INSTRUCTION: Identify every line in the records below that contains the string "blurred", and copy each of those lines. Treat uppercase and lowercase as different.

DATA ENTRIES:
## start

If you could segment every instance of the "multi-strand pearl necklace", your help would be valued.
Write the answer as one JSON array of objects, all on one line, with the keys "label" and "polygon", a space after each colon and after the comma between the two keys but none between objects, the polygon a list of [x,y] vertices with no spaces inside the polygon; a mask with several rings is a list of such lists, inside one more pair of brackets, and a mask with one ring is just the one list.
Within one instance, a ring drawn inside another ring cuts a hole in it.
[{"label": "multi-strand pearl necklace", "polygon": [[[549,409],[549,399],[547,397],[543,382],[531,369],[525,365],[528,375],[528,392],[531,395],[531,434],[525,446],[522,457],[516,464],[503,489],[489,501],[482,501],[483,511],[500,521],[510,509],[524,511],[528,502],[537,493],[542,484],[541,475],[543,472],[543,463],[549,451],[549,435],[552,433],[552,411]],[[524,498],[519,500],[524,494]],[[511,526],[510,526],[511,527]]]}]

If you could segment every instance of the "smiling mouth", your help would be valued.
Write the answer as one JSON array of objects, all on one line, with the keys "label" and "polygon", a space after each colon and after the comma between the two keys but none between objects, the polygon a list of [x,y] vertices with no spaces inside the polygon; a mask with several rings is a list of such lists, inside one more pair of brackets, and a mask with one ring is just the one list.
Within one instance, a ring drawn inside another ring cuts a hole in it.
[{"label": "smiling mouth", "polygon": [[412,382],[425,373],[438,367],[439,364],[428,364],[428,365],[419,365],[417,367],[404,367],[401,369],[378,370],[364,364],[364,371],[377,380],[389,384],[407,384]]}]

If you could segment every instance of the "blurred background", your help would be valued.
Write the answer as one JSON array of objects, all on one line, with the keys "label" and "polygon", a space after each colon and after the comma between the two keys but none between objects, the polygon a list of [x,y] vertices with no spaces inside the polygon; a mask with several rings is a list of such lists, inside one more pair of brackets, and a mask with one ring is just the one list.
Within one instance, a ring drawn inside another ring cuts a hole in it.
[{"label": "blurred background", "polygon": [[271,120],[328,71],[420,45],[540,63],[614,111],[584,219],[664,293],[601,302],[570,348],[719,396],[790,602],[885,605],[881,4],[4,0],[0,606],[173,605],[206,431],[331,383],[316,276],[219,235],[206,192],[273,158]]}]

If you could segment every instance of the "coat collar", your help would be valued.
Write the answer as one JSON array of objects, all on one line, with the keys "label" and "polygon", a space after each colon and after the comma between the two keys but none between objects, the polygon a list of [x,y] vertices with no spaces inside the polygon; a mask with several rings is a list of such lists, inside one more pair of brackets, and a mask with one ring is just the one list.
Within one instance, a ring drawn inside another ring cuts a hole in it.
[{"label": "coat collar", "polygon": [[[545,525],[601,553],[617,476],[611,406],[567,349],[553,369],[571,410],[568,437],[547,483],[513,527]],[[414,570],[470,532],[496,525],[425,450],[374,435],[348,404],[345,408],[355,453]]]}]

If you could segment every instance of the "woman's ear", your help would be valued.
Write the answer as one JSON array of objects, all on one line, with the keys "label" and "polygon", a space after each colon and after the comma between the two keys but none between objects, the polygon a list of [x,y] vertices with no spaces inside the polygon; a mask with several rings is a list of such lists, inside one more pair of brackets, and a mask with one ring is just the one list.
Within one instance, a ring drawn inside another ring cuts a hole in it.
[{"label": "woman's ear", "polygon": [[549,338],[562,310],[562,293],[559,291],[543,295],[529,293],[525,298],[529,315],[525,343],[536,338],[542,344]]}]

## end
## start

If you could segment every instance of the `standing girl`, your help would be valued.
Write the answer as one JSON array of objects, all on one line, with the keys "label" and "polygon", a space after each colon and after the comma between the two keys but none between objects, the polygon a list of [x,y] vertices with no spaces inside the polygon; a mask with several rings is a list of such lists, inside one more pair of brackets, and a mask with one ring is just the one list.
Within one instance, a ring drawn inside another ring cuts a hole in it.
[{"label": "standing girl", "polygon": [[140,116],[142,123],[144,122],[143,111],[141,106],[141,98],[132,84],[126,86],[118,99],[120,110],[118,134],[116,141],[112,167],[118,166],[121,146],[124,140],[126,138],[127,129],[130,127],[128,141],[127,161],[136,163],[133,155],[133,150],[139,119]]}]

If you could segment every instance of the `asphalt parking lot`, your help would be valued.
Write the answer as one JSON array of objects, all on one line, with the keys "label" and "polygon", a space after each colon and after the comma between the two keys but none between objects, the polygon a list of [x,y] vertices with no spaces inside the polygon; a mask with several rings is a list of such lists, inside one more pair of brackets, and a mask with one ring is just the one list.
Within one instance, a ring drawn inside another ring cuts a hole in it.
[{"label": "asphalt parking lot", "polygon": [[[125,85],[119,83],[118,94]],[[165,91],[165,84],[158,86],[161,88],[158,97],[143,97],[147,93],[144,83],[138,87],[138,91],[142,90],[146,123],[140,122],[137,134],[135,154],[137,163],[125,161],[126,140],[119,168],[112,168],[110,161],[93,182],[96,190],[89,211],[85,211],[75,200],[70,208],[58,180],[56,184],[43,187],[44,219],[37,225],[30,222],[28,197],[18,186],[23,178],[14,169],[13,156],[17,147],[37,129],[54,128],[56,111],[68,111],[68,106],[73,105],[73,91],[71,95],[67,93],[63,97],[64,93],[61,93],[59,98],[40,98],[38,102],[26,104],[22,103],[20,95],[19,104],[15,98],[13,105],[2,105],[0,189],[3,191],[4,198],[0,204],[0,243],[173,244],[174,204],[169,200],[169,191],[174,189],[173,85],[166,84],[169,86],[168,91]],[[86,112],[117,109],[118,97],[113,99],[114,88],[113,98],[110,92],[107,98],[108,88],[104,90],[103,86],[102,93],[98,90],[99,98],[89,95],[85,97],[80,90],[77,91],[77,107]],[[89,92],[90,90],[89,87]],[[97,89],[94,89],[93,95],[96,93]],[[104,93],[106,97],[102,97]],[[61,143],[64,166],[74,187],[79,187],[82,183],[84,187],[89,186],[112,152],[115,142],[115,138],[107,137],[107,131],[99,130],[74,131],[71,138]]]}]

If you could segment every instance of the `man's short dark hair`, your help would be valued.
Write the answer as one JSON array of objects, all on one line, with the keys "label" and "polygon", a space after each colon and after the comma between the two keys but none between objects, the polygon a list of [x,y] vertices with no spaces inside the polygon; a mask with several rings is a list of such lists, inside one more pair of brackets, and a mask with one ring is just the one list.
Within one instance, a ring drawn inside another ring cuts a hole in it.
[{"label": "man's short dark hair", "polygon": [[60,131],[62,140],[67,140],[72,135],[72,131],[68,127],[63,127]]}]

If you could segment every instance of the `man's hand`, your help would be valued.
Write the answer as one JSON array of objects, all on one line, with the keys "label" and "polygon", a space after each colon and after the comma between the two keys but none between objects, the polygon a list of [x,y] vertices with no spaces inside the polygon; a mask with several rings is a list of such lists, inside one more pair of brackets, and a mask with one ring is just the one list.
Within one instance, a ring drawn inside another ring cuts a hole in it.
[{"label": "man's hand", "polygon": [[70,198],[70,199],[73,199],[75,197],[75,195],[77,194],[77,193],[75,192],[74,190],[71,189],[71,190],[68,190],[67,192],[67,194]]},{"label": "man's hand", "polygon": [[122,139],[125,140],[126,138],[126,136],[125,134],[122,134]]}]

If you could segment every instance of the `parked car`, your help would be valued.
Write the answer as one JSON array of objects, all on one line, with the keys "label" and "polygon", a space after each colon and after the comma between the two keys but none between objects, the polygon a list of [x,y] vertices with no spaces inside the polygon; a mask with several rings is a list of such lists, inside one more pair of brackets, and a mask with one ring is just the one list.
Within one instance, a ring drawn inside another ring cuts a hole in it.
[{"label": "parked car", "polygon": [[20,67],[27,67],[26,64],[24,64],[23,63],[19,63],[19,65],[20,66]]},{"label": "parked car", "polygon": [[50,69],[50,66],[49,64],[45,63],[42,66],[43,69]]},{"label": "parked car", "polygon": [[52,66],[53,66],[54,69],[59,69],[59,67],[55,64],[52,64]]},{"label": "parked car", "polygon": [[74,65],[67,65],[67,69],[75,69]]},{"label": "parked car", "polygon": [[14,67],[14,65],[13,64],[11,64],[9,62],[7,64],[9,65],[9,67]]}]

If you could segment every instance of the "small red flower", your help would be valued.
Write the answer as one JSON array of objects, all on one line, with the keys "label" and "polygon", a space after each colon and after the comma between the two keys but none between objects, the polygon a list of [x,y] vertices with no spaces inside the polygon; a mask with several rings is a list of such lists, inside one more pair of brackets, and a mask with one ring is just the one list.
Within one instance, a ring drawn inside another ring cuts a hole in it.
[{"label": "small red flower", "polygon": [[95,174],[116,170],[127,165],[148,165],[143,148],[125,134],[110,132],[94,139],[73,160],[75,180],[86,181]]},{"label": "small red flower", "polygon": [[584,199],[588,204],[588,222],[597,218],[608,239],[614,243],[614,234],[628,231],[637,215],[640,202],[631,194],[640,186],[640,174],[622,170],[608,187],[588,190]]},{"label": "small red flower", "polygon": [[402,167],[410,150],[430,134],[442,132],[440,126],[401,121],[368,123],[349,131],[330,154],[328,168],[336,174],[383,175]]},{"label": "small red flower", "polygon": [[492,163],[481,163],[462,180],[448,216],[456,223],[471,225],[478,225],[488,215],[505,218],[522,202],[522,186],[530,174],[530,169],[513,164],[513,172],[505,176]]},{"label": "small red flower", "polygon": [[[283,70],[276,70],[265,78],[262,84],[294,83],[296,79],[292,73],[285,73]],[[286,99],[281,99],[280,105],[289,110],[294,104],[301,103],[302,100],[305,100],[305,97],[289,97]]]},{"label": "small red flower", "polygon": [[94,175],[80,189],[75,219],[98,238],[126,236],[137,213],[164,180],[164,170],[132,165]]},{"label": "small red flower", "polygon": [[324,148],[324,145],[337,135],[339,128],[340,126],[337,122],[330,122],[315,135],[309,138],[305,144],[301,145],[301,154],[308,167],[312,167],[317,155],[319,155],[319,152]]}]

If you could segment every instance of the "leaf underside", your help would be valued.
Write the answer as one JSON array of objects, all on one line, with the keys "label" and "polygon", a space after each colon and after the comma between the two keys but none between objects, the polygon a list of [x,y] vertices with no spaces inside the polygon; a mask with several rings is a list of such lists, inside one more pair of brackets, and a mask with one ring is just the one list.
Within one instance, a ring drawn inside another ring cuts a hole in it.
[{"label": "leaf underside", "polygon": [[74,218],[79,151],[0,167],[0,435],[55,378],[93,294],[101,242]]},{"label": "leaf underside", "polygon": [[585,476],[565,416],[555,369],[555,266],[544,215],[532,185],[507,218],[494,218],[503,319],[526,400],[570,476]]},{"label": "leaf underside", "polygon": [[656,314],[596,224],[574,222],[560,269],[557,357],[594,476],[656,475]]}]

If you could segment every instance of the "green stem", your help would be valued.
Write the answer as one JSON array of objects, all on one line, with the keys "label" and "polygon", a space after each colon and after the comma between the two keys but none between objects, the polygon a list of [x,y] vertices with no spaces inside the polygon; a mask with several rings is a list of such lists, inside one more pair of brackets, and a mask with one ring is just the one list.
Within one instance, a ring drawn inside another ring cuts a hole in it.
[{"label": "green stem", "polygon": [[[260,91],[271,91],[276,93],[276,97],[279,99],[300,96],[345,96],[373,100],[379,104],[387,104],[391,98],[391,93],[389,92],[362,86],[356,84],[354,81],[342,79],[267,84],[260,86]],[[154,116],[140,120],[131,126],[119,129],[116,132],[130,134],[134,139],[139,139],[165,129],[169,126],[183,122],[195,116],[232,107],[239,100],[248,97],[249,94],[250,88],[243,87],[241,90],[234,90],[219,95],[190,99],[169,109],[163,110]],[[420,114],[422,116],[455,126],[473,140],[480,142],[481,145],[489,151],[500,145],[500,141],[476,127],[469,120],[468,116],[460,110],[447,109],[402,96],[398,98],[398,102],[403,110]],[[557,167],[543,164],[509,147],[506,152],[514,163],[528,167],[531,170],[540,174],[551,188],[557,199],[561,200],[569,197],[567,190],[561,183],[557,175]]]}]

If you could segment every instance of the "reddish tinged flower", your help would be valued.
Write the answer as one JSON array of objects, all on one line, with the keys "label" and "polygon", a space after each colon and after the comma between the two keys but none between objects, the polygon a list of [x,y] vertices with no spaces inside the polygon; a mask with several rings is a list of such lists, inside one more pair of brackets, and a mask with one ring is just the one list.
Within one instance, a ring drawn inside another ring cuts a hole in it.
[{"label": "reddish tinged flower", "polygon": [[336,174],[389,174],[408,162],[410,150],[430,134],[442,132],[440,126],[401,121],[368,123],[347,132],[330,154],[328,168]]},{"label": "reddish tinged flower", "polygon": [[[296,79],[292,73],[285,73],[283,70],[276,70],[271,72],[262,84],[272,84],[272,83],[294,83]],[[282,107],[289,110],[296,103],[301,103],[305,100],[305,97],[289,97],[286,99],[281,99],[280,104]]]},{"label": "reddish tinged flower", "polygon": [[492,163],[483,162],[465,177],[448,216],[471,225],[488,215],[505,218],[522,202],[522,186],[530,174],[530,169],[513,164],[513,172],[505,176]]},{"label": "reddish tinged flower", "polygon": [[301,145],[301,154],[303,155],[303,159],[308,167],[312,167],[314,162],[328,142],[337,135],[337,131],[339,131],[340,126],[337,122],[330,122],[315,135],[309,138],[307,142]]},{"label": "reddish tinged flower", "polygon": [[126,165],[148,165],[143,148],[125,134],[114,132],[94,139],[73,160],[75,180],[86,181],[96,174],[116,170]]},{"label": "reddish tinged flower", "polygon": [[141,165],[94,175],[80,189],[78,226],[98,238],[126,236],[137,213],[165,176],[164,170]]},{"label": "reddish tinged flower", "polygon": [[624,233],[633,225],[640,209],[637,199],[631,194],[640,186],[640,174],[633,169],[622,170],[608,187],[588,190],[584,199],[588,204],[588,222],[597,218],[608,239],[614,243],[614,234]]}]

## end
## start

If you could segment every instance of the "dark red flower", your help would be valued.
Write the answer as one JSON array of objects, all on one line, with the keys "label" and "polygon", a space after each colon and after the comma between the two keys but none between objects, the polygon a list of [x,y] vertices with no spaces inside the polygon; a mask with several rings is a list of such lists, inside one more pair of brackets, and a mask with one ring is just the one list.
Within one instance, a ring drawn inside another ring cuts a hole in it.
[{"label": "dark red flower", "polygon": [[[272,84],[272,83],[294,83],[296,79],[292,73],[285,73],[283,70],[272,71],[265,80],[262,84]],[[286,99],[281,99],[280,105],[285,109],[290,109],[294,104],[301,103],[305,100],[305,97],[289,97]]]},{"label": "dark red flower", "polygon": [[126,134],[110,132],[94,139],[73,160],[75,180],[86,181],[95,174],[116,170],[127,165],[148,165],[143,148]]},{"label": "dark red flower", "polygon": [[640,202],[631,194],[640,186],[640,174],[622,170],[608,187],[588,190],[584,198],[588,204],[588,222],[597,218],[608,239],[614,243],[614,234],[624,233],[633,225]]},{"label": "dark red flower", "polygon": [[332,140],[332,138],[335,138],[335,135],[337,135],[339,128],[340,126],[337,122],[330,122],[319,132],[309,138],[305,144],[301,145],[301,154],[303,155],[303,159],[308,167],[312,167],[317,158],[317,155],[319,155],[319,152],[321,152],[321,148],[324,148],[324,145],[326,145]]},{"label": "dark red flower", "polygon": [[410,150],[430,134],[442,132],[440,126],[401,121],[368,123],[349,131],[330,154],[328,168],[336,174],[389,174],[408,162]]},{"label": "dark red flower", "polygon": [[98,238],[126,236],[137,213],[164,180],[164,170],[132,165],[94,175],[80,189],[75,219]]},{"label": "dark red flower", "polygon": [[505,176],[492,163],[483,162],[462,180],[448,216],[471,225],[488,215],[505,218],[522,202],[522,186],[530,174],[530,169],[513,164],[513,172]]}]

## end

SOLUTION BELOW:
If you could segment every instance of the "blurred background", your help would be valued.
[{"label": "blurred background", "polygon": [[271,120],[328,71],[420,45],[540,63],[614,111],[584,219],[664,293],[601,302],[570,348],[719,396],[790,602],[885,605],[881,4],[4,0],[0,606],[173,605],[206,431],[331,383],[316,276],[219,235],[206,192],[273,158]]}]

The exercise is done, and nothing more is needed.